▸ TEXTE PRÉSENTÉ:
---*---

6 septembre 2013

Propos sur "Orgueil & Préjugés"


Il est de bon ton d’admettre comme une vérité qu’un roman porté à l’écran perd de sa force et dessert l’œuvre littéraire. Mais il n’en est pas toujours ainsi. Certains écrivains n’ont été connus que grâce à la sortie d’un grand film. J’en veux pour preuve l’intérêt suscité par le film : « Le docteur Jivago » révélant au monde entier le poète russe Boris Pasternak et permettant ainsi une connaissance plus large de son œuvre.
Le film de Simon Langton : « Orgueil & préjugés » réalisé par la BBC en 1995, n’échappe pas à ce phénomène et a suscité un véritable engouement et une volonté de mieux connaître la romancière anglaise Jane Austen au-delà de la somptuosité des images.
« Orgueil & préjugés » ressuscite pour nous un mode de vie séduisant et sans doute idéalisé de la société anglaise à la fin du XVIIIème siècle. Dans le cadre d’une campagne provinciale du sud-ouest de l’Angleterre, le Hampshire aux paysages bucoliques, vit une famille unie dont le mode de vie peut attirer certains de nos contemporains. Un mode de vie simple mais confortable, une proximité avec la nature ont marqué durablement Jane petite fille et sa sœur aînée Cassandra. Comme ses héroïnes Jane aimait à rouler dans l’herbe, grimper aux arbres, battre la campagne et n’hésitait pas, en bravant les bienséances, à se crotter les vêtements !

---*---

▸ DONNÉES FOURNIES:

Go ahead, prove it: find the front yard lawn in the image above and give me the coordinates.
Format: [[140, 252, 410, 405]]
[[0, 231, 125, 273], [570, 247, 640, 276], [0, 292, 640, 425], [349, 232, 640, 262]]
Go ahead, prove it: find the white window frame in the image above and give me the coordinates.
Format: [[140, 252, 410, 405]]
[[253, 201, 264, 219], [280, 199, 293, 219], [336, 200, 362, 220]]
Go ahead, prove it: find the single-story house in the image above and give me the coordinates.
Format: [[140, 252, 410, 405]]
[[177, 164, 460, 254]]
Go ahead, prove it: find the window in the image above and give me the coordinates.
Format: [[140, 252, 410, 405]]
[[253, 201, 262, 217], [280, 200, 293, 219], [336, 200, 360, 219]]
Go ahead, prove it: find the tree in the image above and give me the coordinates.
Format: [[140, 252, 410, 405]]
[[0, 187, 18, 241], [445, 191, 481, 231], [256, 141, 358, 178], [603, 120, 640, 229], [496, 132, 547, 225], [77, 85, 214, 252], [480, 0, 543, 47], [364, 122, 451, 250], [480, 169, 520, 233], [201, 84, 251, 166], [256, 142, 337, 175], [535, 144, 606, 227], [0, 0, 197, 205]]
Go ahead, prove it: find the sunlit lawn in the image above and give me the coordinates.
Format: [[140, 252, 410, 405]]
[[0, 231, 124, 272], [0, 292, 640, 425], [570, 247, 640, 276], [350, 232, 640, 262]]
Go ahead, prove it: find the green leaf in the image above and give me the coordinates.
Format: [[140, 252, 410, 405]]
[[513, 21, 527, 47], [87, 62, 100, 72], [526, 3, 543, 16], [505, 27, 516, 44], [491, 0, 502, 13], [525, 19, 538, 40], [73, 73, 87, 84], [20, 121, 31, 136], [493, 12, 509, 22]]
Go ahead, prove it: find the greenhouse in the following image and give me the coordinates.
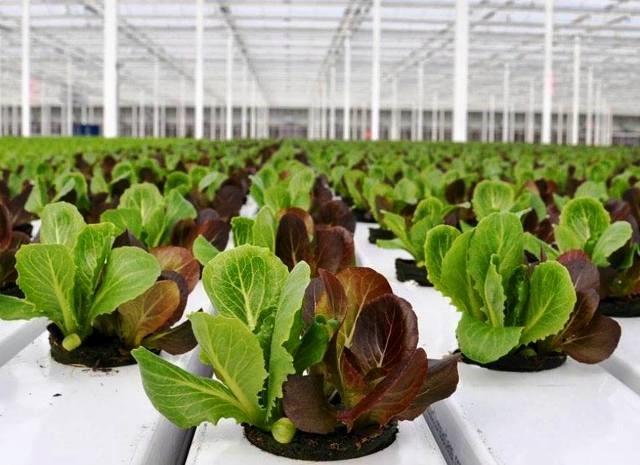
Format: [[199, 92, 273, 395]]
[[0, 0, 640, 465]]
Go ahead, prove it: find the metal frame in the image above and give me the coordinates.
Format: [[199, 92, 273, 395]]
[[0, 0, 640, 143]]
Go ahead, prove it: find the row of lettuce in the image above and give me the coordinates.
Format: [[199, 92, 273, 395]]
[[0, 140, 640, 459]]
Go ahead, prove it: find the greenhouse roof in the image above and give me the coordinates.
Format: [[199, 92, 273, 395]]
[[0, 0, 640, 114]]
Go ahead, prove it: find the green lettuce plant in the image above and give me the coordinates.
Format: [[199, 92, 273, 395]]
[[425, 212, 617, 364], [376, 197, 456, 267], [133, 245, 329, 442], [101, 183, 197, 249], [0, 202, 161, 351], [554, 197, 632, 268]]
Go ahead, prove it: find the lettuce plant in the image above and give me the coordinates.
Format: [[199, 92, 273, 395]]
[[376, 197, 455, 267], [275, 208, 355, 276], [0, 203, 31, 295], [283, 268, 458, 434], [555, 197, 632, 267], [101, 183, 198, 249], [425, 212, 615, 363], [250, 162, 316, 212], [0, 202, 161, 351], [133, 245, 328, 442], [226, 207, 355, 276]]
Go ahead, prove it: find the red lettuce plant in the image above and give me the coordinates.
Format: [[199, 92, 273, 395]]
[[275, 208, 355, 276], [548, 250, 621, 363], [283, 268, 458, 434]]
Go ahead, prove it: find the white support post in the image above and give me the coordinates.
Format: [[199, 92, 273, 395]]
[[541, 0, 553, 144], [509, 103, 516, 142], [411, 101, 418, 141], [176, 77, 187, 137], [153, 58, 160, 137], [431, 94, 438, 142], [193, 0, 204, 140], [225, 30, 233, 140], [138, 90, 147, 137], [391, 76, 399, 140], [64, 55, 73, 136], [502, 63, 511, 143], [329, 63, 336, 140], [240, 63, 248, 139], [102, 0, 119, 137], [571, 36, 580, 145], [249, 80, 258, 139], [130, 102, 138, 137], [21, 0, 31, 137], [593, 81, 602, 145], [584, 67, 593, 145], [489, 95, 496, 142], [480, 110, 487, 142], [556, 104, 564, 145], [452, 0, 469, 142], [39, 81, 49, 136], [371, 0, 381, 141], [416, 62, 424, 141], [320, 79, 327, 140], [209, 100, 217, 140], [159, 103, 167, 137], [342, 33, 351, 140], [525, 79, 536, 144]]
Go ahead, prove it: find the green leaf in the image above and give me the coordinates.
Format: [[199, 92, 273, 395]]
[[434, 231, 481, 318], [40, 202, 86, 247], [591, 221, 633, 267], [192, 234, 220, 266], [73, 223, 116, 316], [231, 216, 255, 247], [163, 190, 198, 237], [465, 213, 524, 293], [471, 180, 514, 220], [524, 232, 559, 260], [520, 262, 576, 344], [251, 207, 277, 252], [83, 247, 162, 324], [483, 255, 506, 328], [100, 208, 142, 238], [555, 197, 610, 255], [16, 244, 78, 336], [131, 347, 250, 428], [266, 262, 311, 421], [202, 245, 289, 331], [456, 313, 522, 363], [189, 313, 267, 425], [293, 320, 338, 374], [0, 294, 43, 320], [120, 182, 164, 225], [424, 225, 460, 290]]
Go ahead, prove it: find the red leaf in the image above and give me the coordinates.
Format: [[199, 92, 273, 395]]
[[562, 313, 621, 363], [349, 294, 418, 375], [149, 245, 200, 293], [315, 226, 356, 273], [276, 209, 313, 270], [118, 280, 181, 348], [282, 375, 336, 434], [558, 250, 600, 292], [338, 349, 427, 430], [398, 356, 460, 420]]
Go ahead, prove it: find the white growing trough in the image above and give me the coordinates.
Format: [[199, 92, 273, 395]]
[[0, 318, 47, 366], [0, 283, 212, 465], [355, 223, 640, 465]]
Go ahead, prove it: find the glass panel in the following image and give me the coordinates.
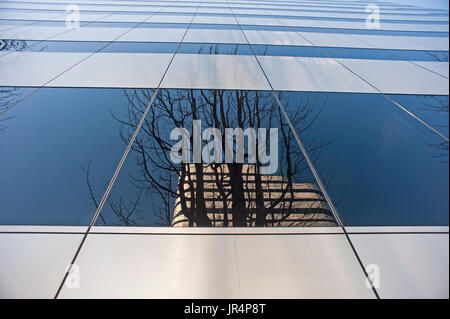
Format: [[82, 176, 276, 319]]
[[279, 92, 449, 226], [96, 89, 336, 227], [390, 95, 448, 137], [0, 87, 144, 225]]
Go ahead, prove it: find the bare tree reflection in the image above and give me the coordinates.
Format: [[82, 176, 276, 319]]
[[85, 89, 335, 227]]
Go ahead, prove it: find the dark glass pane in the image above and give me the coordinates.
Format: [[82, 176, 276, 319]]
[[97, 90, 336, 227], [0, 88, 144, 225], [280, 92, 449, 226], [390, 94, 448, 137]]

---*---

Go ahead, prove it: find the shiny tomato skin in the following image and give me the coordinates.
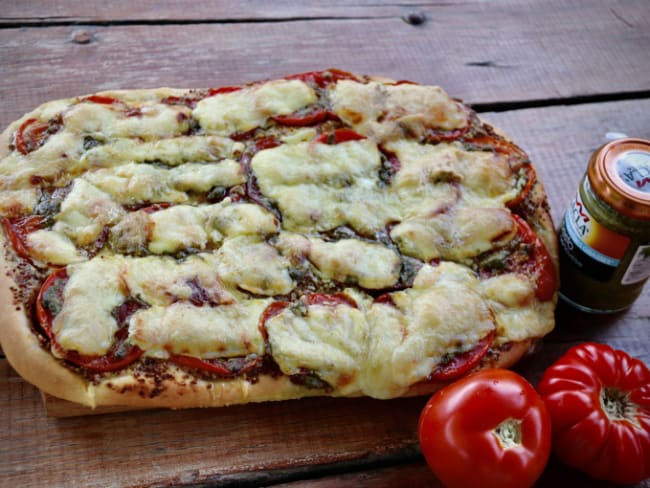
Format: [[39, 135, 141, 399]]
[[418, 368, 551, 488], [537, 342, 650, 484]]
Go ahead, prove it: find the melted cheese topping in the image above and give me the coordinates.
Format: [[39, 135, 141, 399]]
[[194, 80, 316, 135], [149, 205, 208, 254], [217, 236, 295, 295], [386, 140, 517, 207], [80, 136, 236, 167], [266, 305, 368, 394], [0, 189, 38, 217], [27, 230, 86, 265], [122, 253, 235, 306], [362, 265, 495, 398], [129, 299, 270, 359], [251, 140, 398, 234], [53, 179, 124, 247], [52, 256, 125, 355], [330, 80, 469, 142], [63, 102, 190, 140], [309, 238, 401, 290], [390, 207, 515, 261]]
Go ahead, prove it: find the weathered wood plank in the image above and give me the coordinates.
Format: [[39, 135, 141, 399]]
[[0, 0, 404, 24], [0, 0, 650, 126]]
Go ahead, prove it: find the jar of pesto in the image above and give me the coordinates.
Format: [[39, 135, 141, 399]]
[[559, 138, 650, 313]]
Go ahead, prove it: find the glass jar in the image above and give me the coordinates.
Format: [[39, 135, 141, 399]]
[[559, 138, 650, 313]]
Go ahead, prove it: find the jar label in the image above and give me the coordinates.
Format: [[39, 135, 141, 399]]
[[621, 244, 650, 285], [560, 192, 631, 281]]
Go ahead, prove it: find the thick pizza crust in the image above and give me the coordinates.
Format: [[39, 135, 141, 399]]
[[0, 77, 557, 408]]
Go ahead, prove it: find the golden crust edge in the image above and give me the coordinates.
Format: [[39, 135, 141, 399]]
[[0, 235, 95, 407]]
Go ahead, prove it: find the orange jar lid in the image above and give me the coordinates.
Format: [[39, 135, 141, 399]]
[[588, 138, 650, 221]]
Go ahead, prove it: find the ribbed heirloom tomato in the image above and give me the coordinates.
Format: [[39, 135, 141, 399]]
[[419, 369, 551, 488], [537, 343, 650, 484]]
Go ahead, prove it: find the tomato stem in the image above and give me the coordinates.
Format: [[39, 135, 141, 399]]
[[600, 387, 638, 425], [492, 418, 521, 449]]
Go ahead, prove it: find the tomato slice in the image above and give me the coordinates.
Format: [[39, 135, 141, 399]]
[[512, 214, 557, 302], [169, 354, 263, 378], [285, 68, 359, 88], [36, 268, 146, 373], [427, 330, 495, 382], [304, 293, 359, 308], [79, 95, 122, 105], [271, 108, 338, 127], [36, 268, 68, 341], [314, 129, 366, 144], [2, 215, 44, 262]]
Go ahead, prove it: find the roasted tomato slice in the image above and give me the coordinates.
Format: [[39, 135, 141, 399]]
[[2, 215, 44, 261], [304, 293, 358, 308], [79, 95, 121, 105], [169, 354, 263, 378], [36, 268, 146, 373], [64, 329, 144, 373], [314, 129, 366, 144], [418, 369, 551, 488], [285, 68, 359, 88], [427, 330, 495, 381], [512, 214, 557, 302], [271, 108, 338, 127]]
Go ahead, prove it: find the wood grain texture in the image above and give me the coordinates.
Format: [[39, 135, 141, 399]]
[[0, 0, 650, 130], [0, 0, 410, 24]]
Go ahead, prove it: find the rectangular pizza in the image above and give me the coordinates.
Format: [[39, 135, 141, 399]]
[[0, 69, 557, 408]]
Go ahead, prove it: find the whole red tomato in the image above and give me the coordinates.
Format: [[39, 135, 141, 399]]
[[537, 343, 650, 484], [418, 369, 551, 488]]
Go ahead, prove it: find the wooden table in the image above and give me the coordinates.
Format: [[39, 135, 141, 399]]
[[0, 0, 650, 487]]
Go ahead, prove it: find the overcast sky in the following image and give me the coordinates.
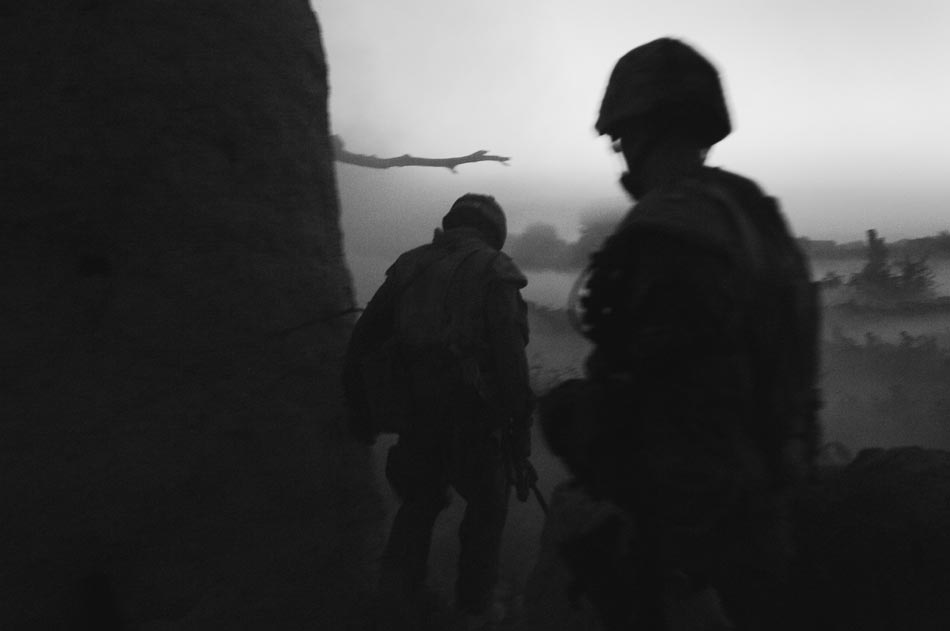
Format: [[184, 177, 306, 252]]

---*---

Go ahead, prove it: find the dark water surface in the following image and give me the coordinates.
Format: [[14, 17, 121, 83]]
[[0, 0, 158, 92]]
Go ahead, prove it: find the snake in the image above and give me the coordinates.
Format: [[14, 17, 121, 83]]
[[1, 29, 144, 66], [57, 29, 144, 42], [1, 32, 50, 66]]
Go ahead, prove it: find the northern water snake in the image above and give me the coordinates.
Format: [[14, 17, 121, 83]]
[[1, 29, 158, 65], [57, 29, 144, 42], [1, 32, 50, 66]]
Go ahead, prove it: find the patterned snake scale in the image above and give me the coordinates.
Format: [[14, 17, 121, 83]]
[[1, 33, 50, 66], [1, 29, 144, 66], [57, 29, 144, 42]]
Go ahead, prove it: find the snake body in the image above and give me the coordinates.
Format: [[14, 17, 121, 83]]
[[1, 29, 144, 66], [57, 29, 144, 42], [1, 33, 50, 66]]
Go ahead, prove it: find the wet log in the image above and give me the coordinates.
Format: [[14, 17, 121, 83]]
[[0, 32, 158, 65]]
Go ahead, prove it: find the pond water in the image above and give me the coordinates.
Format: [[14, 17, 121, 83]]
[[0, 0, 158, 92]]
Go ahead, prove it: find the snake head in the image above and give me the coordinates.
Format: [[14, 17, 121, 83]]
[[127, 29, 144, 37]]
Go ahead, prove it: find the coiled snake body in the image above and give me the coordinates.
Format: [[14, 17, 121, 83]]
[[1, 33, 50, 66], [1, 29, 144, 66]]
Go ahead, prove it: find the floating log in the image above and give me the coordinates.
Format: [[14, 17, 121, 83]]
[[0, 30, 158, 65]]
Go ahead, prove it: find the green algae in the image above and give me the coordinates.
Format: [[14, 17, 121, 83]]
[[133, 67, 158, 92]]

---*---

▸ CONSIGNE: Extrayez à l'identique, du texte sur « Orgueil & Préjugés », le passage qui s'ouvre sur les mots contenant « Le film de Simon » et se clôt sur « somptuosité des images. ».

▸ RÉPONSE INTÉGRALE:
Le film de Simon Langton : « Orgueil & préjugés » réalisé par la BBC en 1995, n’échappe pas à ce phénomène et a suscité un véritable engouement et une volonté de mieux connaître la romancière anglaise Jane Austen au-delà de la somptuosité des images.